## What you should do
Rewrite the items from the line containing "Tag the black" through the end of the items, putting "broken" in place of "cracked" and leaving everything else unchanged.

------

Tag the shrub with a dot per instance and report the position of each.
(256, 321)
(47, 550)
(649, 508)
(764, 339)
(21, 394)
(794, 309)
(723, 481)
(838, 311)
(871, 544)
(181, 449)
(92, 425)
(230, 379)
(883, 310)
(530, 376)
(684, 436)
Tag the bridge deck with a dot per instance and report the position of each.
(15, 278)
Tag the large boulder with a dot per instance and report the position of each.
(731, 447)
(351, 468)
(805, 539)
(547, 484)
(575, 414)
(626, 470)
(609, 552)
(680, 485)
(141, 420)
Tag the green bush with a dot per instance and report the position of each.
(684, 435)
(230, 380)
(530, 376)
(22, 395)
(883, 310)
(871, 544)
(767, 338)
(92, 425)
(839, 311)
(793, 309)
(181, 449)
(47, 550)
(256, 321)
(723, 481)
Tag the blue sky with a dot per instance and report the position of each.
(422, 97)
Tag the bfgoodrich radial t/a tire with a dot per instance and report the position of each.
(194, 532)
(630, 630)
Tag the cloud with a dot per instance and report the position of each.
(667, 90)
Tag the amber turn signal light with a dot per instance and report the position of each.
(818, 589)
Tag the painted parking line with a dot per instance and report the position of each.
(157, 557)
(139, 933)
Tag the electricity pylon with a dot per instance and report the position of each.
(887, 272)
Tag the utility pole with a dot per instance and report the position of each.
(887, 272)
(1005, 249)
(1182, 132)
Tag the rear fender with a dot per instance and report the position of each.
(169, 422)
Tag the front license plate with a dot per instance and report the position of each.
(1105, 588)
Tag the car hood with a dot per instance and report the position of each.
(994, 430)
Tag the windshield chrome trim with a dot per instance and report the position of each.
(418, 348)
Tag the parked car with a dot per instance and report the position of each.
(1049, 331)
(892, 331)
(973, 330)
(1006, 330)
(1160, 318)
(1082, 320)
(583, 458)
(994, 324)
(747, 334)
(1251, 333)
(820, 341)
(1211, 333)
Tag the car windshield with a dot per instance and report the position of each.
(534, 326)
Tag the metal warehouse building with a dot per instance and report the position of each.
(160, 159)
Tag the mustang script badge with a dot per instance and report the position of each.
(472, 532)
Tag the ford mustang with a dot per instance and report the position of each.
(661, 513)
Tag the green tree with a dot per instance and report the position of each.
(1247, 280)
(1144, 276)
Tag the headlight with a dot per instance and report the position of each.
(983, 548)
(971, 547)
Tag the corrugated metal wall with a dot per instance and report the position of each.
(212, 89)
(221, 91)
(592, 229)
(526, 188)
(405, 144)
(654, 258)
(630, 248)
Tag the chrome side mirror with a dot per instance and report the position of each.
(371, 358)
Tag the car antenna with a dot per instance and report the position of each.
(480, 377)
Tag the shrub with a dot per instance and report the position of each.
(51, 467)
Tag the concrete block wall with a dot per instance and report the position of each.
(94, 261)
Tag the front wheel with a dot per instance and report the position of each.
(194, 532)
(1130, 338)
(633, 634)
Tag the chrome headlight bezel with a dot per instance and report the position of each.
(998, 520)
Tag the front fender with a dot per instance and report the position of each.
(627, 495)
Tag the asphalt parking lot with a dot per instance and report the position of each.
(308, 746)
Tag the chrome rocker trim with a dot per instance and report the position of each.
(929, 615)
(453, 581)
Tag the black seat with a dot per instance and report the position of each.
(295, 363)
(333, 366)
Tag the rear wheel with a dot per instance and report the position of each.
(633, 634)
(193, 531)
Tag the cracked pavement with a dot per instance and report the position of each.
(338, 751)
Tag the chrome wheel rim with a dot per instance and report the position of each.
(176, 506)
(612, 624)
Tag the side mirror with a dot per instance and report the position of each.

------

## Finished answer
Tag the black seat with a dot per instance and report the position of each.
(295, 363)
(333, 366)
Tag the rear wheel with a dot per instance and report the position of each.
(633, 634)
(193, 531)
Tag the broken pavement with a dot per instance and report the position of each.
(338, 751)
Tag the chrome wheel rim with a dot per instance and report the position of each.
(176, 506)
(612, 624)
Tag the side mirror with a dot per instance and report the position of each.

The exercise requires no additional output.